## Work instructions
1 > Reproduce the stretch of the show transcript from "Yeah, yeah." through "the south waterfront.".
2 > Under the executive order described in the show transcript, in which contexts may the name the Department of War be used?

## Extracted text

::::::::

Now, Chair Raichek and others are recirculating these clips and being like,
look at how Netflix has gone too far.
It's pushing woke nonsense down the throats of your children by using like ancient clips from like the Jurassic Park TV show.
Like, okay, guys, good luck with that.
Have fun.
Yeah.
In other news,
the Department of War.
So this actually happened last month.
On September 5th, Trump signed an executive order approving the name the Department of War as a secondary title for the Department of Defense.
to use in official correspondence, public communications, ceremonial contexts, and non-statutory documents within the executive branch.
While the administration also works on changing the name officially through Congress.
Hag Seth nearly immediately switched all of his accounts and his office nameplate to read Secretary of War.
Yeah, you know, he pushed hard for this one.
Defense.gov now redirects to war.gov, and they're just referring to this in all public appearances as the War Department.
Something that we've talked about on the show before of them wanting to do, and they're going to continue to push this and using this kind of war framing for domestic operations,
not just international deployments.
This was its historical name, right?
Like way, way before it was a DOD.
Yeah, yeah.
So just to be clear for people, that doesn't mean that it's like a good reason to change it back.
Trump truthed last week, quote, at the request of the Secretary of Homeland Security, Christy Noam, I'm directing Secretary of War Pete Hagseth to provide all necessary troops to protect war-ravaged Portland and any of our ICE facilities under siege from attack by Antifa and other domestic terrorists.
I'm also authorizing full force, if necessary.
Thank you for your attention in this matter.
War-ravaged Portland.
How's it hanging out there for our Portland correspondents?
It's fine.
It's kind of rainy.
I had an ice tapas dinner on Sunday.
It was pretty good.
The crows are really nice.
Does someone want to mention the nature of the anti-ice protests happening in like one square block in like the south waterfront of downtown Portland?
Yeah, it's in the south waterfront.
McAdam is what people here call it, the neighborhood where the ICE auxiliary facility is.
And there have been protests off and on pretty much since Trump took office.
Usually on like a good night, you get maybe 150, 200 people.
There were some nights kind of around where things blew up in LA that there were more like five or 600 people out for a couple of days.
There really hasn't been any of the like what we were seeing in 2020 in terms of like the mass, mass gatherings and and you know there has not really been much in the way of like people getting arrested or generally getting arrested for crossing a line that separates federal property from like state property so to speak and like step over it and then a bunch of guys run out and grab them right that's that's mostly what the arrests are for uh a lot of people have had charges dropped i mean people get fucked up charges when they get charged but a lot of them are not really sticking because they're not very strong like because there's just not much going on right yeah we'll talk more about why Trump thinks there's this apocalypse now scenario happening in Portland, but yeah, so far the protests have been relatively mild.
Yes.
Yeah, the vibe is very much like the classic Portland thing of people with like holding donuts on fishing lines out in front of the cops.
It's like that, not like Molotov's.
The response has been crazy.

::::::::

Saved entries
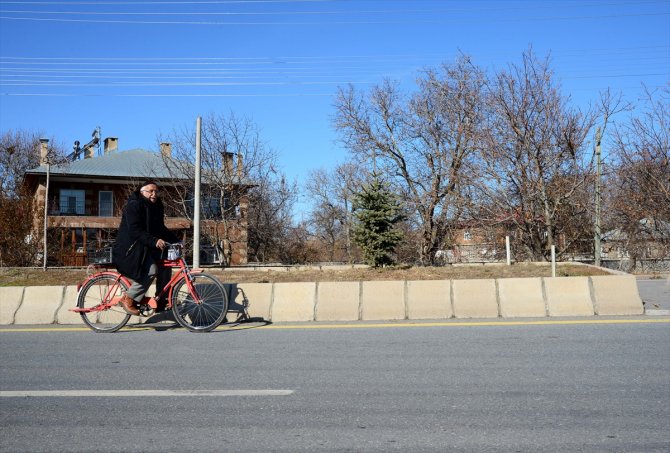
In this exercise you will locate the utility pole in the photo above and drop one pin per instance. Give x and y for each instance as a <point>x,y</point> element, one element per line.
<point>196,198</point>
<point>45,143</point>
<point>597,226</point>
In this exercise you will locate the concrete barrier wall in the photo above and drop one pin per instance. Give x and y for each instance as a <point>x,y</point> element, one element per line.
<point>375,300</point>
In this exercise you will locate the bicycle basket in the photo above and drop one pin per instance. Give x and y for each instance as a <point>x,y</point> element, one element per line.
<point>174,253</point>
<point>101,256</point>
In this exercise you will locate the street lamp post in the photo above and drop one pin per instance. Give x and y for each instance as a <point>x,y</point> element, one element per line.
<point>597,223</point>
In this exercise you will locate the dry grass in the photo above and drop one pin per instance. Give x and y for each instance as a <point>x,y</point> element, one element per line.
<point>59,276</point>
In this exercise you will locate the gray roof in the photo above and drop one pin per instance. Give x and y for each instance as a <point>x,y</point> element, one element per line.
<point>130,164</point>
<point>134,163</point>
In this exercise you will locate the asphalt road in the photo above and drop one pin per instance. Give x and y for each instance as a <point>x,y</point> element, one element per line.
<point>453,386</point>
<point>655,293</point>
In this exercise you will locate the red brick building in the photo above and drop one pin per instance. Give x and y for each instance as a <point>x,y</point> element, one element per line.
<point>86,198</point>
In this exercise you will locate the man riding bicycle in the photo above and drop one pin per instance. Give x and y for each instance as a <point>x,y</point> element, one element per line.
<point>141,238</point>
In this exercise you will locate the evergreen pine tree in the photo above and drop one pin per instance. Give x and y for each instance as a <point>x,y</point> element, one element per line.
<point>376,210</point>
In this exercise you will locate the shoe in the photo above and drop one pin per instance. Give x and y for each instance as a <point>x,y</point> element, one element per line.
<point>128,305</point>
<point>160,305</point>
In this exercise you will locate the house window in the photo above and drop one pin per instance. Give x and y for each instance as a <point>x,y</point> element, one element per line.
<point>105,203</point>
<point>71,202</point>
<point>210,207</point>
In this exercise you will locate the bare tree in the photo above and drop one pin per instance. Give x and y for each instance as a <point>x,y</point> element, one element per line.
<point>20,241</point>
<point>271,235</point>
<point>331,218</point>
<point>640,185</point>
<point>535,164</point>
<point>421,144</point>
<point>234,161</point>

::::::::

## Written answers
1 >
Yeah, yeah.
So just to be clear for people, that doesn't mean that it's like a good reason to change it back.
Trump truthed last week, quote, at the request of the Secretary of Homeland Security, Christy Noam, I'm directing Secretary of War Pete Hagseth to provide all necessary troops to protect war-ravaged Portland and any of our ICE facilities under siege from attack by Antifa and other domestic terrorists.
I'm also authorizing full force, if necessary.
Thank you for your attention in this matter.
War-ravaged Portland.
How's it hanging out there for our Portland correspondents?
It's fine.
It's kind of rainy.
I had an ice tapas dinner on Sunday.
It was pretty good.
The crows are really nice.
Does someone want to mention the nature of the anti-ice protests happening in like one square block in like the south waterfront of downtown Portland?
Yeah, it's in the south waterfront.

2 >
- official correspondence
- public communications
- ceremonial contexts
- non-statutory documents within the executive branch